_EXCERPT PROVIDED_.
But unlike all but one of the other women artists, Zinkeisen eventually saw action; at the end of the war she was finally commissioned by the WAAC as a war artist for the North West Europe Commission of the Joint War Organisation of the British Red Cross Society and the Order of St John, where she was to record their post-war relief work. In the same way that male war artists had travelled with the troops making sketches of the conflicts before returning to studios to develop their work, it was Zinkeisen’s turn to journey with the JWO into the newly liberated areas to sketch and paint the repatriation of prisoners of war.

_SOURCE MATERIAL_.

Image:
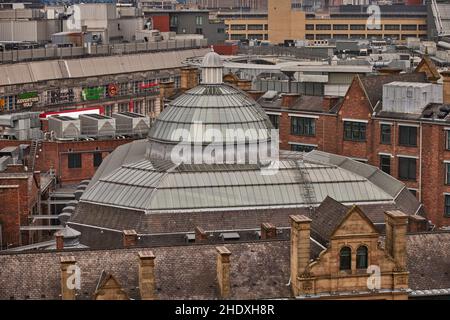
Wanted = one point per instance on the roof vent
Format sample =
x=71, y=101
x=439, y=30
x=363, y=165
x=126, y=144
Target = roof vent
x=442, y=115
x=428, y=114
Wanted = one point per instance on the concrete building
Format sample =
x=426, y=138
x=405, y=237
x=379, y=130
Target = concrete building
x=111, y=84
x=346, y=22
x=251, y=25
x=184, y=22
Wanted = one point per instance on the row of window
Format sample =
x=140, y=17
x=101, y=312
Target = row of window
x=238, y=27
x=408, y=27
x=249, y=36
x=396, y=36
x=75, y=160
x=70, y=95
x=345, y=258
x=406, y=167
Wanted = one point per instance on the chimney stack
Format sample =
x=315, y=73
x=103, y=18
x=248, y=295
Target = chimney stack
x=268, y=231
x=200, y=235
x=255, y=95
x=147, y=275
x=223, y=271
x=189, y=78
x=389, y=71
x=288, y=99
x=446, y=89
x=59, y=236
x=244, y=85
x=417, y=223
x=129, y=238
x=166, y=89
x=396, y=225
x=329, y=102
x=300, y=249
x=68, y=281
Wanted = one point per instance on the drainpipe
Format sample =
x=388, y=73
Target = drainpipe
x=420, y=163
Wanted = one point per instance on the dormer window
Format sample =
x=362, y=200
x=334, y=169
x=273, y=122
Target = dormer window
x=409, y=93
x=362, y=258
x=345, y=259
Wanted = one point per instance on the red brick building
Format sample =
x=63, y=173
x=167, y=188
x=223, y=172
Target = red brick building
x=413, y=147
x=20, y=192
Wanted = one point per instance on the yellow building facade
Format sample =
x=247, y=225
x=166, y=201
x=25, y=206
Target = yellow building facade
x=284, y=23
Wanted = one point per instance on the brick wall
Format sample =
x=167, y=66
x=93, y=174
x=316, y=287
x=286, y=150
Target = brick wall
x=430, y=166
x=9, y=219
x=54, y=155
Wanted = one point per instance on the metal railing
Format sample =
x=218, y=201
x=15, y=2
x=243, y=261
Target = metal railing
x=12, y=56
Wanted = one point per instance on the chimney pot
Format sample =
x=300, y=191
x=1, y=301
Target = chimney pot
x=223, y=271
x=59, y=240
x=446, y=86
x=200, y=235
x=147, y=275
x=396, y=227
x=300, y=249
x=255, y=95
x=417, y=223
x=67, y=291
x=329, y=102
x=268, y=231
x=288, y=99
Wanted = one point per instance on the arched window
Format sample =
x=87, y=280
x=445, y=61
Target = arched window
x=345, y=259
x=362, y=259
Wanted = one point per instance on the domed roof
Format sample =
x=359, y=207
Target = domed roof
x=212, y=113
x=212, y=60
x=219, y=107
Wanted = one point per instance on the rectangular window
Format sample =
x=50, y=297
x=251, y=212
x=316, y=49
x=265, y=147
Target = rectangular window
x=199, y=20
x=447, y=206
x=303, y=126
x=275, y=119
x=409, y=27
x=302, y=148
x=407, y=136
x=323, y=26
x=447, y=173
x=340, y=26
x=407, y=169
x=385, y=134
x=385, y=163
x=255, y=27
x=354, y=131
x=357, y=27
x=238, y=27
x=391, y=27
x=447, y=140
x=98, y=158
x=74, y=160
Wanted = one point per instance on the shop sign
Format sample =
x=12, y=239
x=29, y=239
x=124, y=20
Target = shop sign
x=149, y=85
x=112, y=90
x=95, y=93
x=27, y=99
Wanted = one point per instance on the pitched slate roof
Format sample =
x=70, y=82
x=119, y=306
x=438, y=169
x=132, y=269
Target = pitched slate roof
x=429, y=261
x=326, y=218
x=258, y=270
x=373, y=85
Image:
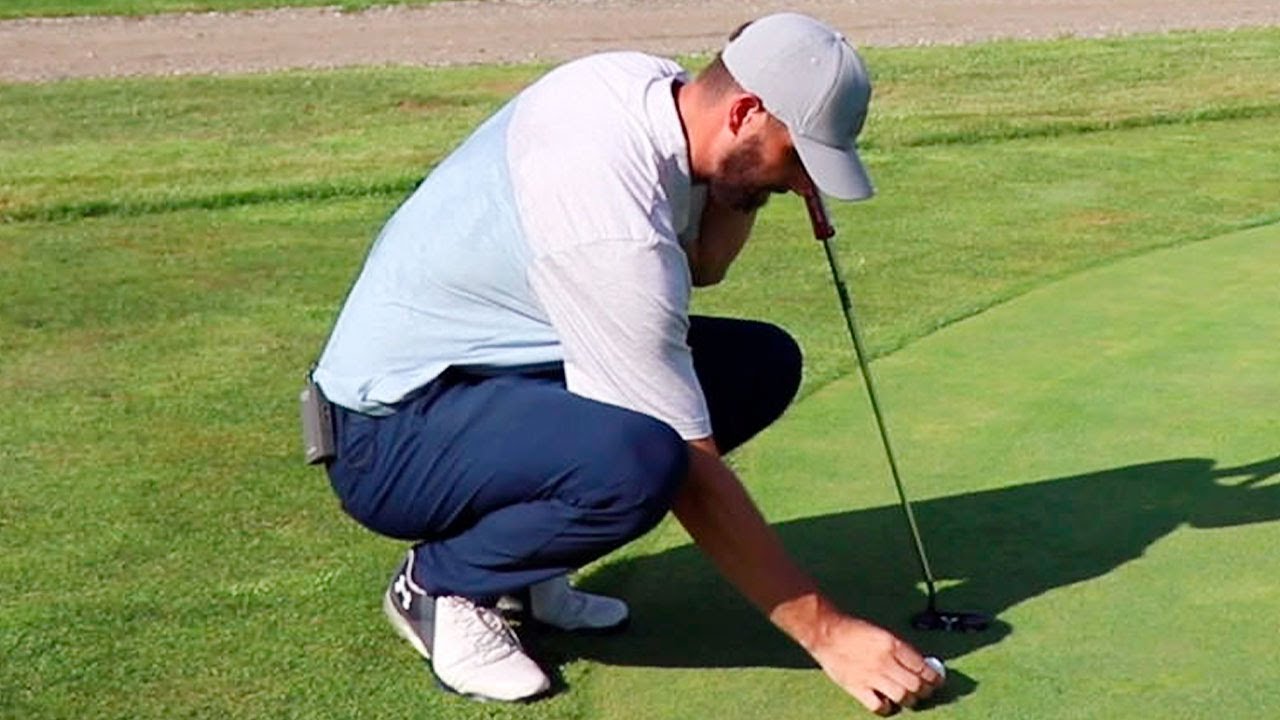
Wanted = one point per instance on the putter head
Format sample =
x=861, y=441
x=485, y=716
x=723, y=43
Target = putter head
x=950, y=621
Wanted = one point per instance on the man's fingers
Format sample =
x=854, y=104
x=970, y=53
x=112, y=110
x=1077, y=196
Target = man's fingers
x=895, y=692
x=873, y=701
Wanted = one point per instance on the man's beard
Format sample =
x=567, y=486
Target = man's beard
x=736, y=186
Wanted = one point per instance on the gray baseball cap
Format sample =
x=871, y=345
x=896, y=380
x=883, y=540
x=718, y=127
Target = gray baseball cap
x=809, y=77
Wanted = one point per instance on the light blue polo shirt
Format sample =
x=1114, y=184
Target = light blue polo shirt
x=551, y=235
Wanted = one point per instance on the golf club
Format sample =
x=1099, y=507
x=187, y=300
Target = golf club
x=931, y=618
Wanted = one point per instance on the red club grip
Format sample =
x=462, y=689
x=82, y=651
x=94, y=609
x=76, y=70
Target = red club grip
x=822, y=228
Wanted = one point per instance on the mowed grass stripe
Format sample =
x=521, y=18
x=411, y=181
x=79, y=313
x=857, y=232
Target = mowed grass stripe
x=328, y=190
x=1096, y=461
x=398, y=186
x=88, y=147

_TASKS AND EXERCISES_.
A. Reproduce the Zinkeisen passage word for word, starting at "But unlike all" and ending at "prisoners of war.".
B. Please continue the passage on Zinkeisen's work as a war artist from the point where it stops.

_ANSWERS TO EACH TASK_.
A.
But unlike all but one of the other women artists, Zinkeisen eventually saw action; at the end of the war she was finally commissioned by the WAAC as a war artist for the North West Europe Commission of the Joint War Organisation of the British Red Cross Society and the Order of St John, where she was to record their post-war relief work. In the same way that male war artists had travelled with the troops making sketches of the conflicts before returning to studios to develop their work, it was Zinkeisen’s turn to journey with the JWO into the newly liberated areas to sketch and paint the repatriation of prisoners of war.

B.
The opportunity of finally realising this ambition didn’t come without its costs; years of nightmares were a haunting legacy from her experiences of entering Bergen-belsen just after its liberation in April 1945. Zinkeisen faced 10,000 unburied corpses and 60,000 starving prisoners, and in her autobiographical manuscript she later claimed that: “the shock of Belsen was never to be forgotten”. Disturbing paintings like Human Laundry, Belsen 1945 were produced during the three days she spent there; images of emaciated survivors being washed by fat German prisoners and Belsen, April 1945, a bleak portrayal of withered corpses.
It is perhaps because of these appalling horrors and conflicts that women artists were kept away from the front line, instead recording events on the Home Front; albeit their encounters of mass destruction and civilian casualties were often no less disturbing than the war on the battlefields. But the artists were also able to give an impression of life for those contributing to the war effort away from the front line and produced images that held a propaganda value of their own.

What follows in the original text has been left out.